→ Directions: Rewrite all of the rows below with every occurrence of "a pin" changed to "a marker", keeping everything else the same.

[Dataset excerpt]
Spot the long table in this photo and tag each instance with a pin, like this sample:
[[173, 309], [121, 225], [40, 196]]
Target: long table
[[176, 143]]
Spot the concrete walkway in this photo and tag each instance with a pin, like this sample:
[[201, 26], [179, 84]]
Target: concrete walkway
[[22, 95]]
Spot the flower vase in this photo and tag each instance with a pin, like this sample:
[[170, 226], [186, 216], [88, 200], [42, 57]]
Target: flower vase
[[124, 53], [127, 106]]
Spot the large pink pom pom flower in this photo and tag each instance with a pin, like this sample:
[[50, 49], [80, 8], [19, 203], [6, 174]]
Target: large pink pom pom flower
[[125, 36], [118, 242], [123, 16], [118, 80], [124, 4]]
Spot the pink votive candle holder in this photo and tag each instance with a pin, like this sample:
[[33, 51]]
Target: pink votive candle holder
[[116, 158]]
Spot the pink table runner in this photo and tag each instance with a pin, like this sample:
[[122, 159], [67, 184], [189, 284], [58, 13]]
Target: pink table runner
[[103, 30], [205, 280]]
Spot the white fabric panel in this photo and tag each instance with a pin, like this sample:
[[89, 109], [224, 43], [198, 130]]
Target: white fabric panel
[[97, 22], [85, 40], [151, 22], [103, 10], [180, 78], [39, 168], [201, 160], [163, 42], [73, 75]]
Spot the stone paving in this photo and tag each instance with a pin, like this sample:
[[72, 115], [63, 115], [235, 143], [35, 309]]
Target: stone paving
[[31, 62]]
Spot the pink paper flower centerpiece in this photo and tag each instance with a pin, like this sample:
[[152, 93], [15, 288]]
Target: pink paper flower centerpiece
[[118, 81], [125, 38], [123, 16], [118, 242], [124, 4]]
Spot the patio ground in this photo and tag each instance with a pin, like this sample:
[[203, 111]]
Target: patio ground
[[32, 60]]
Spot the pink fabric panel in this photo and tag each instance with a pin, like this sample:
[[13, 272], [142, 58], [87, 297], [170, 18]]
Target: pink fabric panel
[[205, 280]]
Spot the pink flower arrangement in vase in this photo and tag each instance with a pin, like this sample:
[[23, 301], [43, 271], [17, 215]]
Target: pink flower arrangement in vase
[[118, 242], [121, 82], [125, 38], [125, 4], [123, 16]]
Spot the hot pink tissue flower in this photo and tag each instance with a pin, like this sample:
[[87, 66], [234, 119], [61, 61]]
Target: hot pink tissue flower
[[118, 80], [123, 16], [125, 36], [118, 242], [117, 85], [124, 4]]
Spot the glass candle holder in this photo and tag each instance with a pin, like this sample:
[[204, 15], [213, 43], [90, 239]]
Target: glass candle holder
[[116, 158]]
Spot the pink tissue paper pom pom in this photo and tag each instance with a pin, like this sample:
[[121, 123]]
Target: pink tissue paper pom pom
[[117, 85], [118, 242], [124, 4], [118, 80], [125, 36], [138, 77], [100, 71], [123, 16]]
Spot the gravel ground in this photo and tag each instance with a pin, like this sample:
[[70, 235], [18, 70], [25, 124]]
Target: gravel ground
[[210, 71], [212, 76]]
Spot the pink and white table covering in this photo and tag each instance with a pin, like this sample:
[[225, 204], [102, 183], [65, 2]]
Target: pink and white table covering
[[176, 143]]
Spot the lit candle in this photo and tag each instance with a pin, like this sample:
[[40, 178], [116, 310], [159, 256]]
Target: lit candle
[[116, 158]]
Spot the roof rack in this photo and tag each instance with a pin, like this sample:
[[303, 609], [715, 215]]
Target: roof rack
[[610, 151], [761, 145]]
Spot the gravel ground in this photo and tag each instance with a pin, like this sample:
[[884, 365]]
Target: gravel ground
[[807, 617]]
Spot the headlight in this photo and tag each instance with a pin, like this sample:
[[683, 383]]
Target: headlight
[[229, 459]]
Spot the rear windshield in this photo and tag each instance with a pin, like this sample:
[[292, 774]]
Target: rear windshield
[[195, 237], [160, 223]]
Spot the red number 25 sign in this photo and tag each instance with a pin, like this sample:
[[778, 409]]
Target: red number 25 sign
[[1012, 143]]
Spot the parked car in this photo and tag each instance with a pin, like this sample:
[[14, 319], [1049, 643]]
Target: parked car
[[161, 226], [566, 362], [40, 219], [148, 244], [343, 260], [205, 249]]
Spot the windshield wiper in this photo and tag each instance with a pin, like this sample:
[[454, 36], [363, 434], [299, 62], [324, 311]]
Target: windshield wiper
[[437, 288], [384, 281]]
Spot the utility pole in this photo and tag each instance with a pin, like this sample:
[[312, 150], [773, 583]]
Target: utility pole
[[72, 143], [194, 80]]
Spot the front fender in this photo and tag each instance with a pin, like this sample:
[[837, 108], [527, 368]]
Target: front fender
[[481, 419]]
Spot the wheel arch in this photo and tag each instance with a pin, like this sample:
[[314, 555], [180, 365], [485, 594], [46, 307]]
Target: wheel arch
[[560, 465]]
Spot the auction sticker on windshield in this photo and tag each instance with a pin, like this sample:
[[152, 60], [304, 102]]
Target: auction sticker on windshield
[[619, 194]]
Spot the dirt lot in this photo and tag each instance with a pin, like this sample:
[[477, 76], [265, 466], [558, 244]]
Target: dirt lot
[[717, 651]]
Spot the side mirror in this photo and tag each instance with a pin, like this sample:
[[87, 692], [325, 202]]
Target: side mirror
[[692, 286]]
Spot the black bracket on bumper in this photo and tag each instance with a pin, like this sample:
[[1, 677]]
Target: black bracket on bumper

→ The output:
Spot the long table in this photo and tag each instance with a marker, like this sample:
[[173, 309], [121, 225], [40, 196]]
Target: long table
[[176, 143]]
Spot the concrete walkway in this photo and tag each instance with a marker, like this sample:
[[201, 26], [179, 84]]
Target: concrete walkway
[[22, 95]]
Spot the flower vase in this photo and tag each instance with a marker, like this sample:
[[170, 226], [186, 216], [88, 200], [42, 57]]
Target: flower vase
[[124, 53], [127, 106]]
Spot the large pink pom pom flower in this photo and tag each instance with a marker, like this sample:
[[50, 49], [80, 8], [19, 203], [6, 174]]
Target: large pink pom pom flower
[[125, 36], [118, 242], [123, 16], [118, 80], [124, 4]]
Spot the pink votive candle holder in this photo and tag each instance with a marker, like this sample:
[[33, 51]]
Target: pink votive candle holder
[[116, 158]]
Spot the pink table runner in this photo and tag each instance with a marker, like this sample:
[[122, 159], [67, 184], [189, 284], [58, 13]]
Target: pink table runner
[[103, 30], [205, 280]]
Spot the white fabric panel in this photo and tag each instance with a marker, like this sample:
[[89, 109], [224, 43], [198, 130]]
Target: white fabric panel
[[97, 22], [85, 40], [151, 22], [103, 10], [180, 78], [39, 168], [201, 160], [163, 42], [73, 75]]
Spot the stone paving in this photo and tag each instance with a marker, like this sample:
[[72, 115], [63, 115], [235, 143], [35, 309]]
Target: stone paving
[[31, 62]]
Spot the pink paper flower centerpiece in this photo and tag each instance with a marker, like this sample:
[[152, 93], [15, 288]]
Target: pink paper flower centerpiece
[[118, 81], [125, 38], [123, 16], [118, 242], [124, 4]]
Spot the patio ground in this photo and tag each instance with a marker, like this sample:
[[203, 111]]
Target: patio ground
[[32, 60]]
Spot the pink fabric panel in this photo and tag each instance with a marker, like this sample:
[[13, 272], [142, 58], [87, 297], [170, 18]]
Target: pink fabric panel
[[205, 280]]
Spot the pink flower arrangement in vase in this photo and tag each instance with a marker, like this sample:
[[23, 301], [43, 271], [17, 215]]
Target: pink flower arrangement in vase
[[118, 242], [121, 82], [125, 38], [125, 4], [123, 16]]
Spot the hot pink tissue flower in this photo and tag each instance with a marker, like this sample:
[[87, 66], [234, 119], [61, 61]]
Target: hot pink tissue flower
[[118, 80], [123, 16], [125, 36], [118, 242], [117, 85], [124, 4]]
Spot the glass candle holder in this photo and tag each instance with a marker, like this sample:
[[204, 15], [213, 43], [90, 239]]
Target: glass candle holder
[[116, 158]]
Spot the pink tissue paper pom pom in this photo and tag each instance with a marker, like this sample:
[[121, 123]]
Target: pink tissue paper pom pom
[[117, 85], [118, 242], [124, 4], [118, 80], [125, 36], [138, 77], [100, 71], [123, 16]]
Spot the gravel ground in this photo and tag each instance with a marker, like this sample:
[[70, 235], [18, 70], [25, 124]]
Target: gravel ground
[[210, 71], [212, 76]]
Spot the pink and white table covering in this photo and tag each instance with a marker, like this sample:
[[225, 204], [102, 183], [65, 2]]
Target: pink and white table covering
[[176, 143]]
Spot the lit candle in this photo and tag each instance with a marker, like this sample:
[[40, 178], [116, 310], [159, 256]]
Target: lit candle
[[116, 158]]
Spot the roof rack in this photo and tag each instance with a marker, like this sample:
[[303, 609], [715, 215]]
Target: roof rack
[[610, 151], [761, 145]]
Spot the gravel ground in this photo and tag each instance with a marker, like this sample:
[[884, 365]]
Target: gravel ground
[[807, 617]]
Spot the headlight in this photo and tag each instance with a marker, like this sample:
[[683, 383]]
Target: headlight
[[229, 459]]
Spot the rear windshield in this photo and tag each instance with a marker, like this sample:
[[292, 774]]
Target: rear windshield
[[195, 237], [160, 223]]
Spot the red number 25 sign in this photo and tag each instance with a marker, like this sample:
[[778, 409]]
Target: red number 25 sign
[[1012, 143]]
Spot the parked car in this photo and tag each instance with a marker, like this sample:
[[14, 319], [1049, 643]]
Target: parked car
[[161, 226], [566, 362], [40, 219], [148, 244], [343, 260], [205, 249]]
Spot the windshield wiper in this photo and tag each instance with a marker, like this sample:
[[454, 36], [363, 434], [299, 62], [324, 311]]
Target: windshield wiper
[[437, 288], [384, 281]]
Spot the utility pole in this photo and tag each instance with a marker, like this sample:
[[312, 150], [773, 583]]
Target: utility pole
[[72, 143], [194, 80]]
Spot the front fender in this photo and tag each instance with a marker, like this sample:
[[837, 108], [527, 368]]
Target: front fender
[[481, 419]]
Spot the wheel arch in this photo and tag each instance with a marker, like this sample:
[[314, 555], [180, 365], [485, 594], [46, 307]]
Target: wheel arch
[[560, 465]]
Spot the auction sticker on windshield in this photo and tag each instance with a marker, like this sample:
[[152, 60], [304, 102]]
Target: auction sticker on windshield
[[619, 194]]
Spot the dirt lot in this photo and tag each instance with a marker, like this sample:
[[477, 76], [265, 466], [558, 244]]
Target: dirt lot
[[717, 651]]
Spot the side mirror in this photo and tag each instance with a marker, like this sample:
[[87, 692], [325, 202]]
Target: side mirror
[[692, 286]]
Spot the black bracket on bumper in this photo and tag each instance with a marker, like this sample:
[[1, 677]]
Target: black bracket on bumper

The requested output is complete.